MATERIALS PROVIDED:
==============================

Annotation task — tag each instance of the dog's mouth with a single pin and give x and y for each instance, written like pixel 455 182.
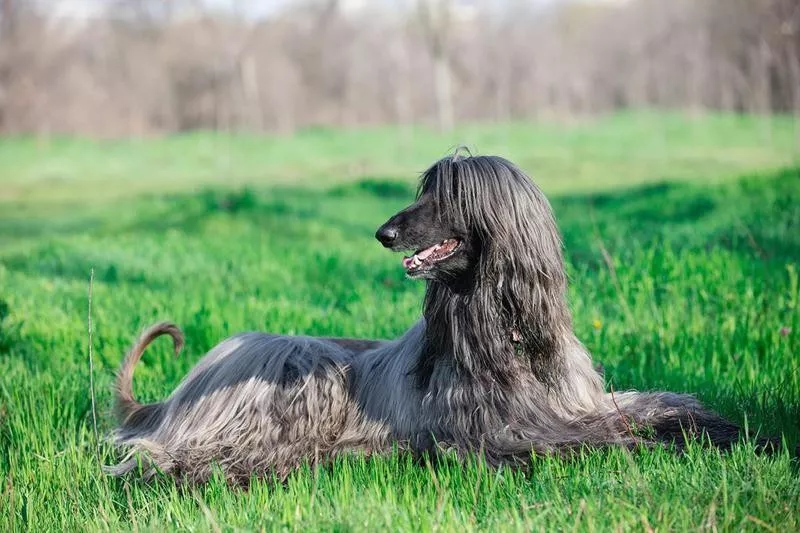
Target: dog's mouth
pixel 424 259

==============================

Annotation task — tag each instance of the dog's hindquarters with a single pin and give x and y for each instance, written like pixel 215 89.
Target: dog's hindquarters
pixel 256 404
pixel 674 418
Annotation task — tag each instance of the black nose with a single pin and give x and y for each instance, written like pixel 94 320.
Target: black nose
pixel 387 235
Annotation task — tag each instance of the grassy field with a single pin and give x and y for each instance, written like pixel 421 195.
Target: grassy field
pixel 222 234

==============================

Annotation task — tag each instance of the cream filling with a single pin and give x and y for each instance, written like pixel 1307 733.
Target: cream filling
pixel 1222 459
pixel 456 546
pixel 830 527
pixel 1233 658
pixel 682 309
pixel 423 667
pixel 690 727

==============================

TASK GOAL: Each line that contains the string "Annotation" should be copied from the data above.

WRITTEN RESPONSE:
Annotation task — tag each instance of the dog's mouth with a single pin and give x and y for each instance, written like pixel 455 182.
Annotation task — tag each instance of the dog's hindquarters with a single pin and give x and y for each instance, written like pixel 215 89.
Annotation task — tag each instance of the black nose with a single pin and give x and y for each instance, written like pixel 94 320.
Annotation task — tag each instance of the grassy field with a single pin and give x and y for each instance, written like pixel 421 195.
Annotation task — tag each instance of the cream filling with a single pin and give x and y for each instance, written like pixel 1307 733.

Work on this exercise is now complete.